Task brief –
Answer these questions from the text on emotion words below:
1. Which poet does the text quote?
2. What profession does the writer name as their own?
3. At what stage of life does the text say we first learn to tell our caregivers when we feel pain, sadness, or excitement?

Extract provided –

****************************************

The words we choose to express how we feel can undeniably impact how we relate to one another. In the words of the esteemed poet Rumi, “Raise your words, not your voice. It is the rain that grows flowers, not thunder.” As a marriage and family therapist, I see this very idea come to life in the therapy room on a daily basis. I have observed how words can act as weapons and cut as deeply as a dagger. I have also been witness to how the genuine use of words can help heal wounds and create space for understanding, growth, and connection. Words are powerful vehicles used for communicating what’s happening in our internal worlds.
You may be asking, what are emotion-words exactly? Well, the concept is fairly simple. Emotion words are the actual vocabulary we choose to express how we are feeling. While this may come naturally to some, others may struggle with identifying words that accurately describe how they are feeling in any given situation. We learn how to do this at a very early age. As children, we learn to identify and tell our caregivers when we are feeling pain, sadness, excitement, etc. And of course, as we grow and emotional circumstances become more complex, discovering how to adequately express ourselves in order to feel heard and understood is vital in all types of relationships.

****************************************

Records supplied –

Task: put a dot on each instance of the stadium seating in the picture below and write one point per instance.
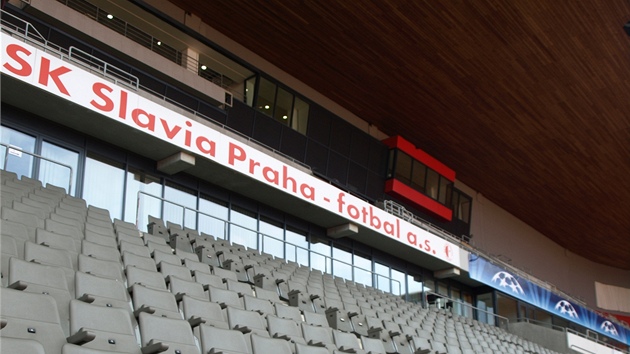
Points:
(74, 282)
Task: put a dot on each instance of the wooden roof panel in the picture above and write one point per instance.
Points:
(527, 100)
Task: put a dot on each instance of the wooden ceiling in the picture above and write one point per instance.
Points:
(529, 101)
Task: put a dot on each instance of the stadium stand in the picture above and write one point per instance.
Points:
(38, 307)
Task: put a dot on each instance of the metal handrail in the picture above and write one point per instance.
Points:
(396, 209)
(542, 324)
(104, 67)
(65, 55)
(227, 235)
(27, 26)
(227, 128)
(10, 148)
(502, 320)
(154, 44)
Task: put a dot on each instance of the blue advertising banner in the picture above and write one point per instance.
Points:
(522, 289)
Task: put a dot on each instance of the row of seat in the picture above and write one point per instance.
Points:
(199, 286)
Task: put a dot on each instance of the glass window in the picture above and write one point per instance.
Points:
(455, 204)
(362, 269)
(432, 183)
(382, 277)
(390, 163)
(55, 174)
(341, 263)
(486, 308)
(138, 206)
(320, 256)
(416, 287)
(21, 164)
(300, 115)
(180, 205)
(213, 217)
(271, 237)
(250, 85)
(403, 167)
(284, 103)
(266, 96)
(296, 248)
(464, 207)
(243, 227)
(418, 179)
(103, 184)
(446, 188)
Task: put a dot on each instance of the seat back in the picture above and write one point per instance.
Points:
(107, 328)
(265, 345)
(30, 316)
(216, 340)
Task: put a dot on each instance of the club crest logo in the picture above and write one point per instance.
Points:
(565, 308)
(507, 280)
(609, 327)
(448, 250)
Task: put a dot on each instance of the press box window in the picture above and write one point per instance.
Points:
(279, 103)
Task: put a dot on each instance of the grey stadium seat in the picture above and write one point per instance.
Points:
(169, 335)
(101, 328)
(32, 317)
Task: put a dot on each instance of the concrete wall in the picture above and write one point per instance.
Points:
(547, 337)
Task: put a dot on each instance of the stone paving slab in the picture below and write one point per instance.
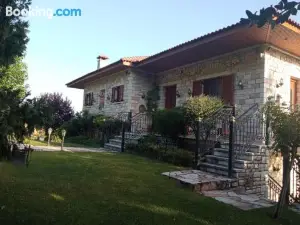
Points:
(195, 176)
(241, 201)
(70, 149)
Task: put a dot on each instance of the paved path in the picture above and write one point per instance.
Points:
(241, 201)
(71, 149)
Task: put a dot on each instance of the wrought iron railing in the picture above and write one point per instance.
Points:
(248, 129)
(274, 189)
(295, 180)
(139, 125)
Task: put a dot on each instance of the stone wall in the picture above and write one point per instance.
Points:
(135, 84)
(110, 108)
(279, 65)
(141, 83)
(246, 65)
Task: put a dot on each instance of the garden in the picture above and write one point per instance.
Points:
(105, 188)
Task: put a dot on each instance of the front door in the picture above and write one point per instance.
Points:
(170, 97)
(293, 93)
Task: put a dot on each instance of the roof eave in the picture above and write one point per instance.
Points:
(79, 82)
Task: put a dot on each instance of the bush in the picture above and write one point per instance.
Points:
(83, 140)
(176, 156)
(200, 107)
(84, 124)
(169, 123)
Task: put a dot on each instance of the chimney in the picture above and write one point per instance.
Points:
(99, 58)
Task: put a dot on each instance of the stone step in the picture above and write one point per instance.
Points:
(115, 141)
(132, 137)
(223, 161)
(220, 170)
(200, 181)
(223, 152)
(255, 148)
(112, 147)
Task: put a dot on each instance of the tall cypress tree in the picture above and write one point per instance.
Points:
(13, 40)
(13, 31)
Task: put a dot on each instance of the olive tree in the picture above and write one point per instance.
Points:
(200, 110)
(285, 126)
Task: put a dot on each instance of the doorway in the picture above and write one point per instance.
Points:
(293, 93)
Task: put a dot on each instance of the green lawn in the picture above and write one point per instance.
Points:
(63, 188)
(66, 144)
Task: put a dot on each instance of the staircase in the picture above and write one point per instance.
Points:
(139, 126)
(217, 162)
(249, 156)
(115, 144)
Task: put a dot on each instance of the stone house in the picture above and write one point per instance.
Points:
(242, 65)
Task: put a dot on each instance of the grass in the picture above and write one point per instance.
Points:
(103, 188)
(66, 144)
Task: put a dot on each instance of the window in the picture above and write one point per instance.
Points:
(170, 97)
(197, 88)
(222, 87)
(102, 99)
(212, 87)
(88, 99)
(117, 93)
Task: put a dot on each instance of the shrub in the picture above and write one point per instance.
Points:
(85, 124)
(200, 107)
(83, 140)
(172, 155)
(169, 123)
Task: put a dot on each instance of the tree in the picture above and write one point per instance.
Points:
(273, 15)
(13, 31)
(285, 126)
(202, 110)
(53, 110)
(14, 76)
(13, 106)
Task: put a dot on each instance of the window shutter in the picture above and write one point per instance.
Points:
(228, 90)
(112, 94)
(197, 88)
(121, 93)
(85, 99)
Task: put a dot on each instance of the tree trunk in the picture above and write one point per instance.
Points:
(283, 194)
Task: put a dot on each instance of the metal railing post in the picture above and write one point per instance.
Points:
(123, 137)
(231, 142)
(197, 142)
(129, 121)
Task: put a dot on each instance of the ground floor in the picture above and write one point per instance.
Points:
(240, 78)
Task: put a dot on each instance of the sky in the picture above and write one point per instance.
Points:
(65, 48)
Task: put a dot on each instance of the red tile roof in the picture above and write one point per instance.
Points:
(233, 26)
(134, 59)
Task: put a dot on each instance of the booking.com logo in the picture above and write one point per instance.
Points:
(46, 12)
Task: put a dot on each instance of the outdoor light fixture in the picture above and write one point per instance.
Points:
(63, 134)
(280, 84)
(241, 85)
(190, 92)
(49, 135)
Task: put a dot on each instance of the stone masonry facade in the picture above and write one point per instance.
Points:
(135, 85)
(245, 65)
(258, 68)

****************************************

Result for this exercise –
1. Rumi
2. Marriage and family therapist
3. As children, at a very early age